EXERCISE OBJECTIVE:
In the data that follows, count every line holding the string "tiled" and give the count alone.

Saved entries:
BEGIN
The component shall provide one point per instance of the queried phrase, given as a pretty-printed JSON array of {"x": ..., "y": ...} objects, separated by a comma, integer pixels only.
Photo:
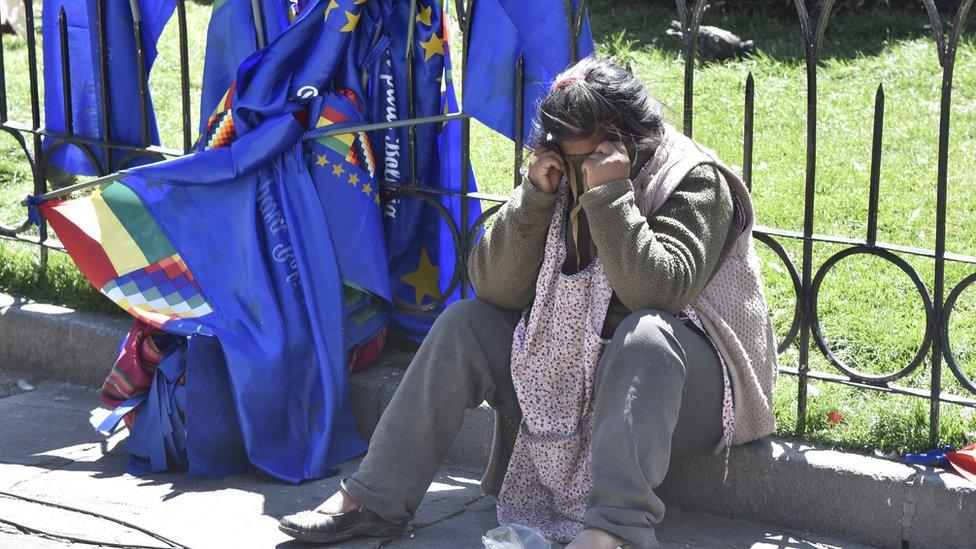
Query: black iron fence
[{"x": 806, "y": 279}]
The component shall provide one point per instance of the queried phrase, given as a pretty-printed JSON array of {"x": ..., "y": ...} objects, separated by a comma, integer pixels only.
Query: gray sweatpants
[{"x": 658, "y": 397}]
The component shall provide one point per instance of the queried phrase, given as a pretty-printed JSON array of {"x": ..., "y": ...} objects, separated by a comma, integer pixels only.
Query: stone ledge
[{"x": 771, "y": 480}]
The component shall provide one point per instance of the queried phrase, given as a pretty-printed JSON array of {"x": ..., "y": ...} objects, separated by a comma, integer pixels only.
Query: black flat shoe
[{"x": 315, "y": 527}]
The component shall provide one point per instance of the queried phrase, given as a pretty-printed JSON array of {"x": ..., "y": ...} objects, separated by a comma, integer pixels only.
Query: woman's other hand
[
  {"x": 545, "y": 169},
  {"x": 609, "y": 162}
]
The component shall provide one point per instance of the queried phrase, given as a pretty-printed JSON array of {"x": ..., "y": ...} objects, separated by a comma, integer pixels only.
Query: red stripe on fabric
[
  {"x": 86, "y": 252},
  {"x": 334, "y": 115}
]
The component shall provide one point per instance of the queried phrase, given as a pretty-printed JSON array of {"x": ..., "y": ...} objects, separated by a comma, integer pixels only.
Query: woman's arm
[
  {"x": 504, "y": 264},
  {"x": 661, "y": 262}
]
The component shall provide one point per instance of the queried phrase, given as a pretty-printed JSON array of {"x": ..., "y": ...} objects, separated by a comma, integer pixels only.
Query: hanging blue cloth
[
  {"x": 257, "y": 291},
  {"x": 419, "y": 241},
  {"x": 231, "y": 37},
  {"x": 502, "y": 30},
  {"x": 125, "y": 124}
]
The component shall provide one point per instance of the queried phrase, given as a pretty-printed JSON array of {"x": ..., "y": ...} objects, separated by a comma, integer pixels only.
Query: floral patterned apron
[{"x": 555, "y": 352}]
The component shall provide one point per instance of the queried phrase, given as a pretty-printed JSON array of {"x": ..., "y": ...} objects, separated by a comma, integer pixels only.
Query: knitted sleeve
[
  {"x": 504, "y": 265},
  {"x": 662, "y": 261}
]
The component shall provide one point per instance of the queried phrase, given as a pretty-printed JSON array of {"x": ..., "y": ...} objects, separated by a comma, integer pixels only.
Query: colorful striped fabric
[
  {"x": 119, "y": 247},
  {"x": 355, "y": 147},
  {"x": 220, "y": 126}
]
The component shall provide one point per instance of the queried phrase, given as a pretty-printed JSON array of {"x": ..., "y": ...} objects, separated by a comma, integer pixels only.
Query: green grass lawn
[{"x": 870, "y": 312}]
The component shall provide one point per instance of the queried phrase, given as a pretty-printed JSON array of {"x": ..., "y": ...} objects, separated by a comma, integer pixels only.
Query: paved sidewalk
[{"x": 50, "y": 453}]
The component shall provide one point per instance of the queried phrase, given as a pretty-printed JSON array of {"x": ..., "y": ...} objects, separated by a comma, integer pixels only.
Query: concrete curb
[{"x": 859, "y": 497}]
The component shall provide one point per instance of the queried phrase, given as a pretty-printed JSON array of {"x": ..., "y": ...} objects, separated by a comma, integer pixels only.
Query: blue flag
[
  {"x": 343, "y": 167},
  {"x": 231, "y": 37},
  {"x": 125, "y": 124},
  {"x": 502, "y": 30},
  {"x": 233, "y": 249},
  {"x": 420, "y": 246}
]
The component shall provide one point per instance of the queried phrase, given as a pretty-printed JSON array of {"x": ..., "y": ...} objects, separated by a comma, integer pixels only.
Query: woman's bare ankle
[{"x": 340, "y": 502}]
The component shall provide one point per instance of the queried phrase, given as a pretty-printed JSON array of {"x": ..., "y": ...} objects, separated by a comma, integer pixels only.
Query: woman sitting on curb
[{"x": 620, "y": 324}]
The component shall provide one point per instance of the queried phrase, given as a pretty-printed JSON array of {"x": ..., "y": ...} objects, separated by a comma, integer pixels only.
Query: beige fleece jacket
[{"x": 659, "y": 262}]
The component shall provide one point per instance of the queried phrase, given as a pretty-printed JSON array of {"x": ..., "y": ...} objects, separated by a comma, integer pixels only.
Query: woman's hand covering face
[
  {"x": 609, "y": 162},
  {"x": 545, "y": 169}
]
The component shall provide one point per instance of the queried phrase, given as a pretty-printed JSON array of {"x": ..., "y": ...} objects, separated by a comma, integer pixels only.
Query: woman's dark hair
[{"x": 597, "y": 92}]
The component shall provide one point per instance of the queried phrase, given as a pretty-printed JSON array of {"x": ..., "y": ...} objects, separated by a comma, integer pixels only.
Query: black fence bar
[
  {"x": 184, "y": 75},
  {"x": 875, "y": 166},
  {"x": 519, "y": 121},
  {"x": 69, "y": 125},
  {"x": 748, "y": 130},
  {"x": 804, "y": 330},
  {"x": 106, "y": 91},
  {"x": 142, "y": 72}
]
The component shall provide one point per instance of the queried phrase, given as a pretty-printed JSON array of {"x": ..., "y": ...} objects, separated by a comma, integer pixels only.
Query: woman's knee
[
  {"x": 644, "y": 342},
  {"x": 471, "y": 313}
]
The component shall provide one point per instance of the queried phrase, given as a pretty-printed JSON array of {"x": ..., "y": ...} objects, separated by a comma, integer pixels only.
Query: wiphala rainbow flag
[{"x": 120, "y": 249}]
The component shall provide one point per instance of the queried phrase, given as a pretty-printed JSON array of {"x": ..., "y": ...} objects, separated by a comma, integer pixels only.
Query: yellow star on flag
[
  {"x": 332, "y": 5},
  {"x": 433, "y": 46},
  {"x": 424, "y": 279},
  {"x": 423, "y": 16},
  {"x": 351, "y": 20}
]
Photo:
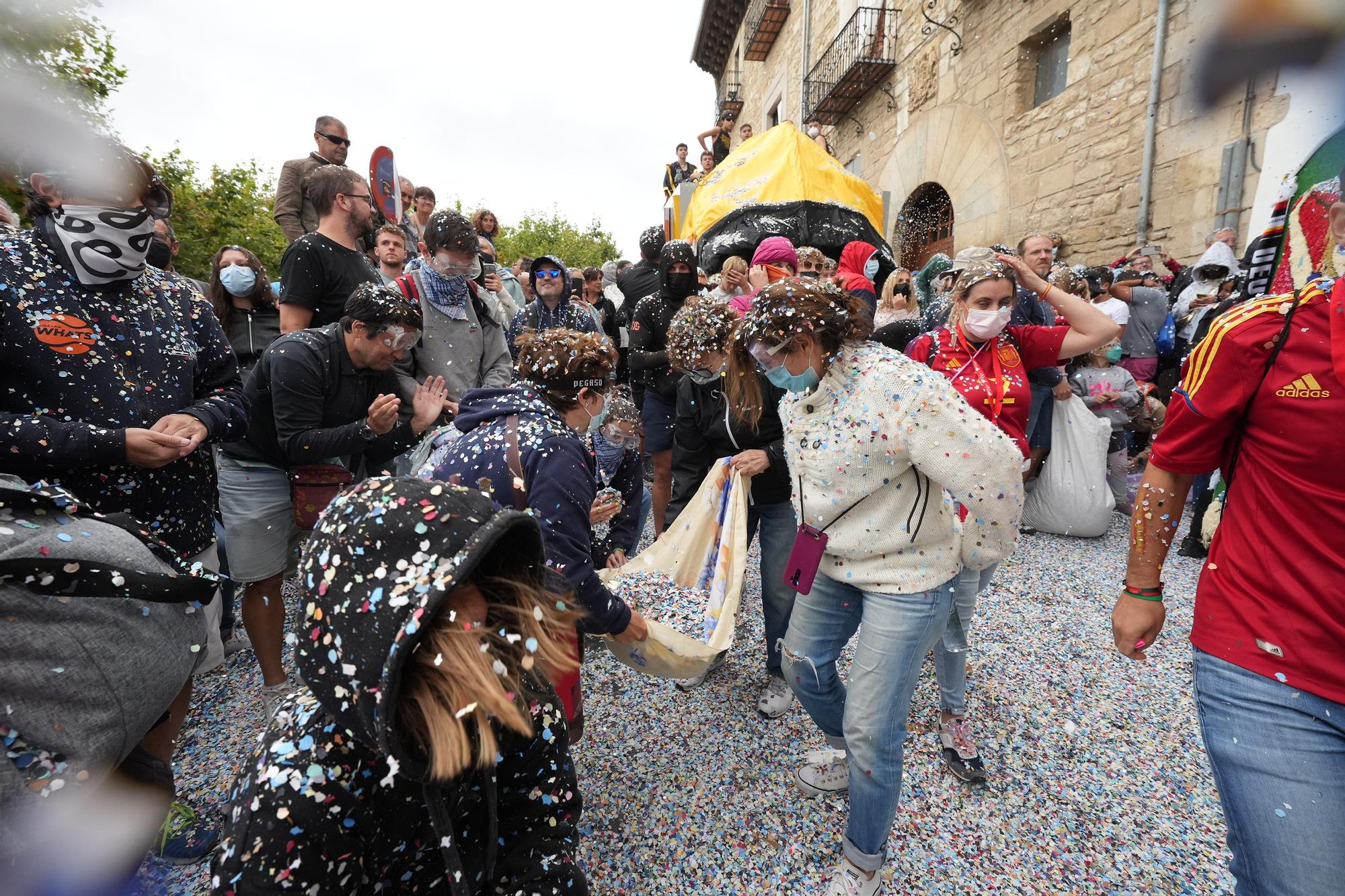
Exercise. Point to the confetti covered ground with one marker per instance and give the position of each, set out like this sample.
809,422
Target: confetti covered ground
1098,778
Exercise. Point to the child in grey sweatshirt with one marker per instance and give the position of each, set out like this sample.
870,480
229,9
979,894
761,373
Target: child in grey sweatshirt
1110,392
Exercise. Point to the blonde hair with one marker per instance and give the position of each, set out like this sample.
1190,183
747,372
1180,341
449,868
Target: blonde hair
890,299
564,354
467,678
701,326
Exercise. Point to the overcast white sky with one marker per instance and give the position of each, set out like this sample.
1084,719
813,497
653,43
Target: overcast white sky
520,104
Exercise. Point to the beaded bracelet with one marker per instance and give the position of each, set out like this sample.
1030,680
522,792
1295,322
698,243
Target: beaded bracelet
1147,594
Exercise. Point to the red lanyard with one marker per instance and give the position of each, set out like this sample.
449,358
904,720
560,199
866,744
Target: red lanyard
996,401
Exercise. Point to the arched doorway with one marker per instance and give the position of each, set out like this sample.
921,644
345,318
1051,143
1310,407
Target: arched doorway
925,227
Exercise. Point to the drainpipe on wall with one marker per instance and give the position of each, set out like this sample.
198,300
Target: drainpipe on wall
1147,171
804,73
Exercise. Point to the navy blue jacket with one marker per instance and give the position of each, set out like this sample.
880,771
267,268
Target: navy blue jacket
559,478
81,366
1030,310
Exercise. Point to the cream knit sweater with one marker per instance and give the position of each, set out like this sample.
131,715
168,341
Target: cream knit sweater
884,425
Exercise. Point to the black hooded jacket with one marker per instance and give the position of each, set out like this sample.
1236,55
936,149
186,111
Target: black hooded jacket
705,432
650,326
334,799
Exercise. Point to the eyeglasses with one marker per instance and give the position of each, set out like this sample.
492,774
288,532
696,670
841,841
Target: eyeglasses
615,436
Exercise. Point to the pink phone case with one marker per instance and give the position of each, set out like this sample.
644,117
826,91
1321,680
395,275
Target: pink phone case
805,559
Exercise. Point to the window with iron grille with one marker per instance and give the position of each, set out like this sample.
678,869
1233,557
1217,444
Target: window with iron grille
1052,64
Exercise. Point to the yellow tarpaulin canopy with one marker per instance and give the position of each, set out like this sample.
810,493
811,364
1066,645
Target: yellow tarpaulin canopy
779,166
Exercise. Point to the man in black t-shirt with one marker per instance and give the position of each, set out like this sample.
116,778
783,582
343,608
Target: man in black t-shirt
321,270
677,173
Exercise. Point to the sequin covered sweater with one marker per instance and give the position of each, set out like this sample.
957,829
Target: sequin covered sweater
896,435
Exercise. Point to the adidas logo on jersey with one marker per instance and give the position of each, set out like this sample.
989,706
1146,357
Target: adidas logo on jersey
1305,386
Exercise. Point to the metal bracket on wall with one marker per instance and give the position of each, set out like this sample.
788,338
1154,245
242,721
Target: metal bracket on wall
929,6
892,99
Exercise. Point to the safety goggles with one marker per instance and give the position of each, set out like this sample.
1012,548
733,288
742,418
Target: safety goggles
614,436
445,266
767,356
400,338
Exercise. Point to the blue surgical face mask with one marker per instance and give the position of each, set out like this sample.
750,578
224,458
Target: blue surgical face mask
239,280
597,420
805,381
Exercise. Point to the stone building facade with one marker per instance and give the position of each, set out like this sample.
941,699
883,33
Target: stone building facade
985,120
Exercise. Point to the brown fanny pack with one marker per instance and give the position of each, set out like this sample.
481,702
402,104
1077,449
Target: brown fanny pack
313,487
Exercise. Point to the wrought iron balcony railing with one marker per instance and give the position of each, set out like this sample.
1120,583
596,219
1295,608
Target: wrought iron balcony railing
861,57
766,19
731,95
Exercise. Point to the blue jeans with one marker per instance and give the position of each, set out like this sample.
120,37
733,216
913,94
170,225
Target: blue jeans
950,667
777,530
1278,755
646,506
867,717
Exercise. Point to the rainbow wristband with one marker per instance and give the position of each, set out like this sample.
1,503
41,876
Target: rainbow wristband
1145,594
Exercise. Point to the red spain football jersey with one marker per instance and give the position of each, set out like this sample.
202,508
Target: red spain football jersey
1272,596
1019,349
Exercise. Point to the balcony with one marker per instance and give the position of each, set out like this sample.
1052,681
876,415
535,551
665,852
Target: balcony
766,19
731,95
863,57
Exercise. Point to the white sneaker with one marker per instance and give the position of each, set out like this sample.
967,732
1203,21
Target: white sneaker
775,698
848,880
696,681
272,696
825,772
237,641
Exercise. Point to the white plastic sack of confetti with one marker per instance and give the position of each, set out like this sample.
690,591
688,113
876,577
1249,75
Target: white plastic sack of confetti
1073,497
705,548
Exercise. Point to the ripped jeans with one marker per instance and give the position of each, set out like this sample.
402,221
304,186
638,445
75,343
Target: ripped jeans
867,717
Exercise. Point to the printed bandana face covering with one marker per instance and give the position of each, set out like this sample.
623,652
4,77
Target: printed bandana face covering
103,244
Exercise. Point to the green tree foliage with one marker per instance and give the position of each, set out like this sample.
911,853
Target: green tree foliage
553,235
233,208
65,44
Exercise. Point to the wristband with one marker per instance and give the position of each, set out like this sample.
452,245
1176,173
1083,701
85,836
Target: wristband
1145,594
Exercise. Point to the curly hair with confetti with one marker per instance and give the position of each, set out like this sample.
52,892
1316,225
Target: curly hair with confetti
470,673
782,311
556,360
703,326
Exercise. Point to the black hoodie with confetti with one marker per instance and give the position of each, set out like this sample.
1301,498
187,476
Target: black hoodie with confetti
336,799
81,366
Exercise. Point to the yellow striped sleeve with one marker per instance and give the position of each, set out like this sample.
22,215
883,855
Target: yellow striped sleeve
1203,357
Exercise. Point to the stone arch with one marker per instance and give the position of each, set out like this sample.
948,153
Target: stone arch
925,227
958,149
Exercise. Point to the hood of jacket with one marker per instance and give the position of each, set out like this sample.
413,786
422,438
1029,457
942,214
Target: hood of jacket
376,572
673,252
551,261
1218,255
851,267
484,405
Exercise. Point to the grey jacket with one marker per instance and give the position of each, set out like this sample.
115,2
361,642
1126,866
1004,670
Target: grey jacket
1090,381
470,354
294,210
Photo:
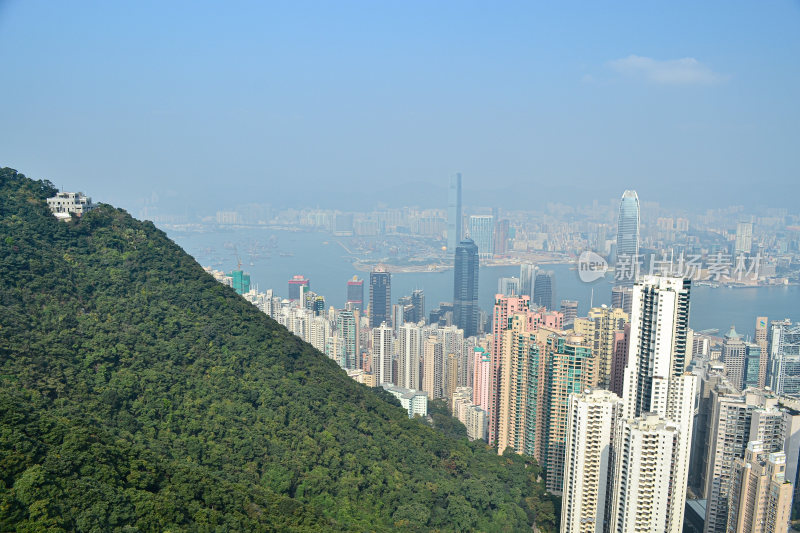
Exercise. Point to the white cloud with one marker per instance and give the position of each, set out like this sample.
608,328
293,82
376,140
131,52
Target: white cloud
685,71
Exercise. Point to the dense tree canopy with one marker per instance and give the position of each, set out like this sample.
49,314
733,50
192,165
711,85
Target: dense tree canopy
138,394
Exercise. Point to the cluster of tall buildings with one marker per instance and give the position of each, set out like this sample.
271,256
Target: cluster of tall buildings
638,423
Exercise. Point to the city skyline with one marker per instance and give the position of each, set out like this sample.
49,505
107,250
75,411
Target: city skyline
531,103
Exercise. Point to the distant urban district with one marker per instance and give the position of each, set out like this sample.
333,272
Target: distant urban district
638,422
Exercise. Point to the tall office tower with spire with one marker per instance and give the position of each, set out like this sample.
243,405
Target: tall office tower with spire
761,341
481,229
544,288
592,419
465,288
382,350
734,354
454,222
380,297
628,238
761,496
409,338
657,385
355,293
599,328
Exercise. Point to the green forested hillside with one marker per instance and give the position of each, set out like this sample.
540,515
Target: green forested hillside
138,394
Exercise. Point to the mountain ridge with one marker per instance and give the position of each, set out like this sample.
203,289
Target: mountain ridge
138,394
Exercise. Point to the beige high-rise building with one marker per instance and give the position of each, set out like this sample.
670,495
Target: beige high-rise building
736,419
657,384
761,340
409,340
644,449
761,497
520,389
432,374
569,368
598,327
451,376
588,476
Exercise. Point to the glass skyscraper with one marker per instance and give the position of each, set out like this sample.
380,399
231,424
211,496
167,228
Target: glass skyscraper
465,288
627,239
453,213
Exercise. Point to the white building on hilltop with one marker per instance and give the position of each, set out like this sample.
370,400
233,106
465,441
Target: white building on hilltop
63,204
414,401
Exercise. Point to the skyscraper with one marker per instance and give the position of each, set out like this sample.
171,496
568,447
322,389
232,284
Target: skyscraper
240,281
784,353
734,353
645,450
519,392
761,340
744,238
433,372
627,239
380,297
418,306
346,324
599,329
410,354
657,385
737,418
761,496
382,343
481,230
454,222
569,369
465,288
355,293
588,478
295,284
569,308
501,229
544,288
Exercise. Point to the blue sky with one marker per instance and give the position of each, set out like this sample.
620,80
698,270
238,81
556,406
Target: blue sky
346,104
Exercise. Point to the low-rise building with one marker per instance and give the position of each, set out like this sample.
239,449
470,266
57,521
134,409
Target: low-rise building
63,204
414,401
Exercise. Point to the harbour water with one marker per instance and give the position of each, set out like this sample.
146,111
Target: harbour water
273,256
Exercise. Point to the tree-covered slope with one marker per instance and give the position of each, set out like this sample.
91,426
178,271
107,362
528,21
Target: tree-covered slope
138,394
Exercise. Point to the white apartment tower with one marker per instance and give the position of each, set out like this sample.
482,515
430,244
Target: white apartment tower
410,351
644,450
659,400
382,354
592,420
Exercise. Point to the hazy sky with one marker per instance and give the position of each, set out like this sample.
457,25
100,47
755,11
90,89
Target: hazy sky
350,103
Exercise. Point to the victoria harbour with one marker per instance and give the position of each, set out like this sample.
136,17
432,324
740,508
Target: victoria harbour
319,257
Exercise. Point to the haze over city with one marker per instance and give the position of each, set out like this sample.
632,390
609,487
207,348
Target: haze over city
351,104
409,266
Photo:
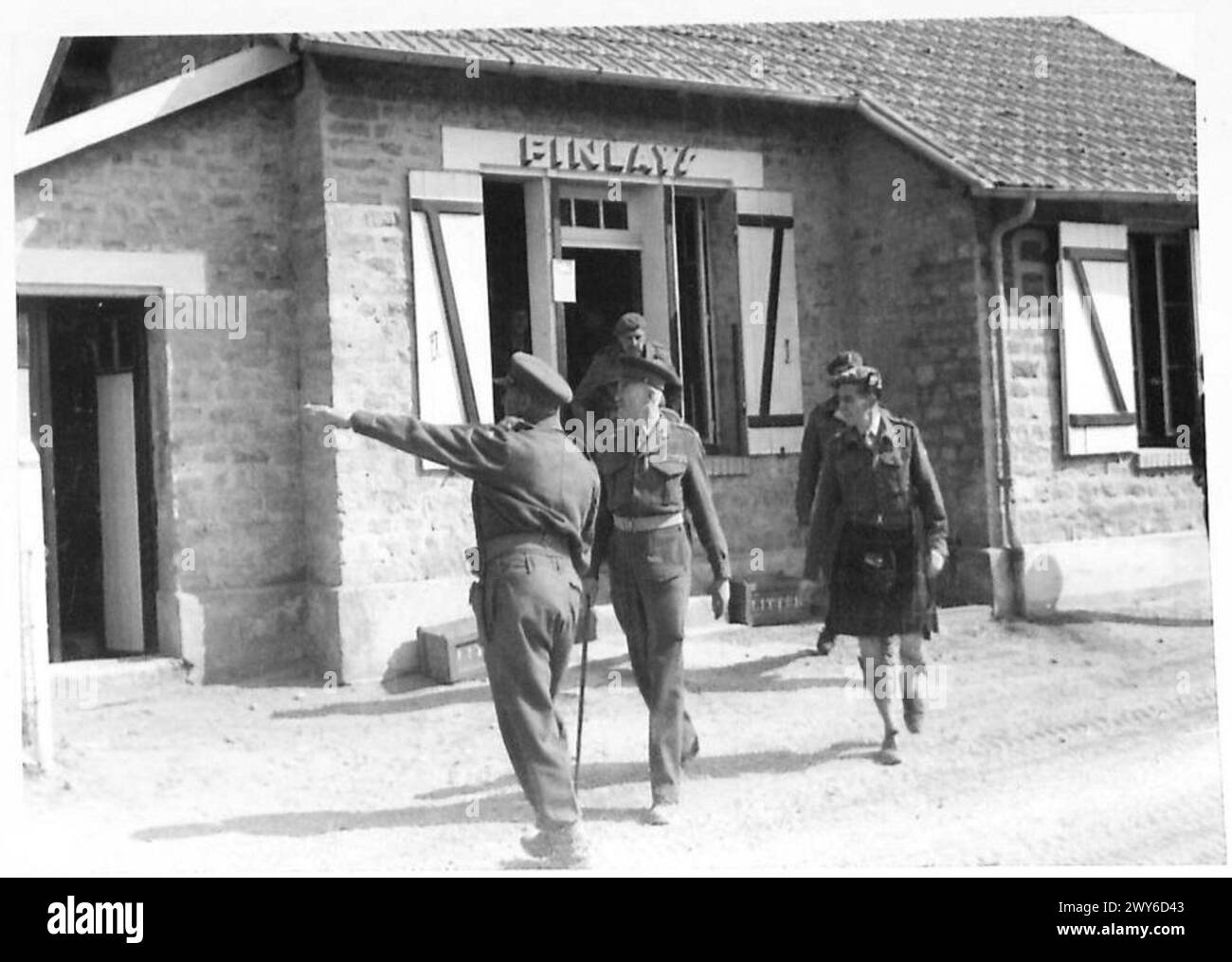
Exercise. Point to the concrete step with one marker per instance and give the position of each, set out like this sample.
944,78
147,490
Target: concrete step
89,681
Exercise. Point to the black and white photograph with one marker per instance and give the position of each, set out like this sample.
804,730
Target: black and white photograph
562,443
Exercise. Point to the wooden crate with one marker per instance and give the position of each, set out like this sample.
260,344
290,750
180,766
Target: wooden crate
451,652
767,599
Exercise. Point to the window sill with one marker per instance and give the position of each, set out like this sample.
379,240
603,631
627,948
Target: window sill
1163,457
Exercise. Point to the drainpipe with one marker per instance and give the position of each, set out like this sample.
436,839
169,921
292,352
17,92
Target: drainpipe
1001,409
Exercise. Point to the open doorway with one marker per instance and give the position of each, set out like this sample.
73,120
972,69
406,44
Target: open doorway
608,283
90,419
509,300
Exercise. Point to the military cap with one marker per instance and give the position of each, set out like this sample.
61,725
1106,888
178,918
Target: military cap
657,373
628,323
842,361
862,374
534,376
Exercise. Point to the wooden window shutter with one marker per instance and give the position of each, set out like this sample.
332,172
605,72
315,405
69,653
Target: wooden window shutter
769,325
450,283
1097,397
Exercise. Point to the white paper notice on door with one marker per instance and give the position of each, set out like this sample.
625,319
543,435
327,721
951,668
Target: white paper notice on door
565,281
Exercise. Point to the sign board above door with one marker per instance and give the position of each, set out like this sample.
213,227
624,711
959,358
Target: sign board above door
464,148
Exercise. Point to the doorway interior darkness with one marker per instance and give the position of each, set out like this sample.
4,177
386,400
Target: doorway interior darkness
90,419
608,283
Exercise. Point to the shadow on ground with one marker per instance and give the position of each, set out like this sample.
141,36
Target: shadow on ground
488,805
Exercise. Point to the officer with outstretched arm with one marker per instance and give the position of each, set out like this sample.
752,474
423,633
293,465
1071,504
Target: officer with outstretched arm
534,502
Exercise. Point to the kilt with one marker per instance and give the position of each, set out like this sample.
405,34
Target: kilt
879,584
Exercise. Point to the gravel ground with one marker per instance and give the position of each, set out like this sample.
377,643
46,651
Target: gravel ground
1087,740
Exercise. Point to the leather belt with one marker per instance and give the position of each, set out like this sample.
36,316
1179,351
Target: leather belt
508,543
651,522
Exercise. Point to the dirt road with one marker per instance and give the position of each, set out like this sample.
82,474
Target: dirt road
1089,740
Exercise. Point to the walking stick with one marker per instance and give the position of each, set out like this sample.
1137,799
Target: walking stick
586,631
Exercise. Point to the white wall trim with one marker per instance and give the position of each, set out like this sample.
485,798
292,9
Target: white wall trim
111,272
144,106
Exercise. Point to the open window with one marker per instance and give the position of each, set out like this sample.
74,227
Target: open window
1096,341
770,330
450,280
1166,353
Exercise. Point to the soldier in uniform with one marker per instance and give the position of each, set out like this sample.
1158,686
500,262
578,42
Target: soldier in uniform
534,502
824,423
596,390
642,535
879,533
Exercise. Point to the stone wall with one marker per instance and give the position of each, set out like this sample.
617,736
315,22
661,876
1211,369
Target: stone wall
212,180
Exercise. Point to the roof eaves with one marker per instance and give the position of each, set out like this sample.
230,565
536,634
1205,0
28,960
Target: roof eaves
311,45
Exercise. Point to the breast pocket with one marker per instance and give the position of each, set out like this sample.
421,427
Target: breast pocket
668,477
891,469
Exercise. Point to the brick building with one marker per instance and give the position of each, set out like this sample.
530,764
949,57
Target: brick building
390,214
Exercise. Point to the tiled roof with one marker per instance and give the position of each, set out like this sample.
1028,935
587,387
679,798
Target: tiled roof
END
WRITTEN ANSWER:
2